Please return the lines below verbatim, beginning at the one that has "Find every instance of the green" and stopping after the one that has "Target: rifle sling", and add no other lines.

# # # # #

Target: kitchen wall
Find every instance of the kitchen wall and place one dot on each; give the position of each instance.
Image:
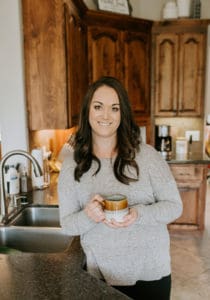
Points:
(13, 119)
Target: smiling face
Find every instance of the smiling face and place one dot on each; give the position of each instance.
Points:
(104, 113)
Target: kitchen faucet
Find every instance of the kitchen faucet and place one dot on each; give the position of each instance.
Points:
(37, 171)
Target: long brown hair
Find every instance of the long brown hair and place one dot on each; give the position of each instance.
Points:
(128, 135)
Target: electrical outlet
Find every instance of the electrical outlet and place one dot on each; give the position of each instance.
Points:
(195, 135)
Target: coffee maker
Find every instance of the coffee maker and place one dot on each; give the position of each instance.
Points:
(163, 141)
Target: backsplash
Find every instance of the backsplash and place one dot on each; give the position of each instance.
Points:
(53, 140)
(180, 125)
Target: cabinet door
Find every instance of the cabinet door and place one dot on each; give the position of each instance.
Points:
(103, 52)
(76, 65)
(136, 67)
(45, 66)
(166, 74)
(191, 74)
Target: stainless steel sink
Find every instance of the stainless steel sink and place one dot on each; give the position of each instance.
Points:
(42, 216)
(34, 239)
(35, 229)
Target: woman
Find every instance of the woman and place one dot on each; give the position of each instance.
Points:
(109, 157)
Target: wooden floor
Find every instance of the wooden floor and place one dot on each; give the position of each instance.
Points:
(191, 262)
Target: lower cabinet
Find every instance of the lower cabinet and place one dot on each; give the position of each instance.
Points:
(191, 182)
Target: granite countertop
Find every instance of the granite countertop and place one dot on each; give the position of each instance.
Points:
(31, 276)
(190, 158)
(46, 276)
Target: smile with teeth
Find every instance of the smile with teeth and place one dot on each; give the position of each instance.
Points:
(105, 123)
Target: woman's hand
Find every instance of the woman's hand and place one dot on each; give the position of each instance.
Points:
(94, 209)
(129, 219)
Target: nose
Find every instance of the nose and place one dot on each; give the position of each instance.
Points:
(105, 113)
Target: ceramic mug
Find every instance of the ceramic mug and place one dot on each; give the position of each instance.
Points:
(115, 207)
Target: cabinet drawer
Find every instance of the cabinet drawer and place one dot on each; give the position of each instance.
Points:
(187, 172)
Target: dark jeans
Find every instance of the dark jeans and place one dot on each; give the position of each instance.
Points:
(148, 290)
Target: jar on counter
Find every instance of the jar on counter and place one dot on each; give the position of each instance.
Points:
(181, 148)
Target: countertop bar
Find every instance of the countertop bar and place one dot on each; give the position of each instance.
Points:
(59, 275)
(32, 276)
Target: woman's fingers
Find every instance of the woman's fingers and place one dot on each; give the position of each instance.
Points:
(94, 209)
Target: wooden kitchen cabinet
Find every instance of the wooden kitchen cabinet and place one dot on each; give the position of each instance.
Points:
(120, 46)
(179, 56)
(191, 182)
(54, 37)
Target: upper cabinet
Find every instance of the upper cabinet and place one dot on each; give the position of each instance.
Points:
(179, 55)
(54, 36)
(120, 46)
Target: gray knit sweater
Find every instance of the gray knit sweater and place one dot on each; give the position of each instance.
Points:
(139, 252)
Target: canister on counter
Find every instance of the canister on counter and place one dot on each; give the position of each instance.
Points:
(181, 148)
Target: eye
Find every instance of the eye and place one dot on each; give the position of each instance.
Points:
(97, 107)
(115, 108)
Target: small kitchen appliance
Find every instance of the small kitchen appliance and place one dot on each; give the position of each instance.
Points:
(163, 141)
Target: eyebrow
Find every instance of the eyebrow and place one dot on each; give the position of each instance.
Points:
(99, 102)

# # # # #

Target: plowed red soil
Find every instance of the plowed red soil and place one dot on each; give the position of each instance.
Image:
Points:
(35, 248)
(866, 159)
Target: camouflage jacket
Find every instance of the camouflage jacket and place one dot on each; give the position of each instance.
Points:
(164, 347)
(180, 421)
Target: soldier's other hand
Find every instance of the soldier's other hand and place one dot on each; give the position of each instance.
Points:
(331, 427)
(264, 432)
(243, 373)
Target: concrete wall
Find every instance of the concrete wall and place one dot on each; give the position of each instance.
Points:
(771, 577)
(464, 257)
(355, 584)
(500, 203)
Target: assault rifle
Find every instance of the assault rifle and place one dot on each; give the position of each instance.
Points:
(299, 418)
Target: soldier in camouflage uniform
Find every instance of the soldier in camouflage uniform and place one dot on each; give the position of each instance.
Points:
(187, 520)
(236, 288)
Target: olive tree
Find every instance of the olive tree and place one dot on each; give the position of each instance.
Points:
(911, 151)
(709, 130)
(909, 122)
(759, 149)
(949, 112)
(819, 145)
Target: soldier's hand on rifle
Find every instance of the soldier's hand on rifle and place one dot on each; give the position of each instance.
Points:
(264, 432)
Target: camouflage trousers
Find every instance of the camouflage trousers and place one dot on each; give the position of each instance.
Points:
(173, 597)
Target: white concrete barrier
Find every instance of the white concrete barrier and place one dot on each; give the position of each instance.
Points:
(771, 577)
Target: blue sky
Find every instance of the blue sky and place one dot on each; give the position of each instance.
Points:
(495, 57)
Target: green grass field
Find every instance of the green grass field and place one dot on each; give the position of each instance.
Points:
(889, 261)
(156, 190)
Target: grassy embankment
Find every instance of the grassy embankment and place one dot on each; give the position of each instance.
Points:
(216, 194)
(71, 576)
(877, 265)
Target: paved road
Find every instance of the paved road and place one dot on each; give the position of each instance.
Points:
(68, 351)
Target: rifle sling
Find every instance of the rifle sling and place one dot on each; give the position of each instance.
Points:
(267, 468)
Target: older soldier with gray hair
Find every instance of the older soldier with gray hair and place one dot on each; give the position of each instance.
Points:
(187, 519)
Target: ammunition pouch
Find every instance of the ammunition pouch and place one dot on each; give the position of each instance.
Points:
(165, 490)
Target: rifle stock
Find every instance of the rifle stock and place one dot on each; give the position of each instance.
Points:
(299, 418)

# # # # #

Exercise answer:
Find every instance of the green grass field and place one dot on each; give the position of each instance.
Points:
(889, 261)
(156, 190)
Target: grassy embankment
Find every instance of the grassy embankment and place one dot on each; give the position of each instance.
Points:
(216, 194)
(71, 576)
(877, 265)
Target: paved road
Find every instance of the paved road and place one dot on each; give the position of each instance.
Points:
(68, 351)
Target: rifle sling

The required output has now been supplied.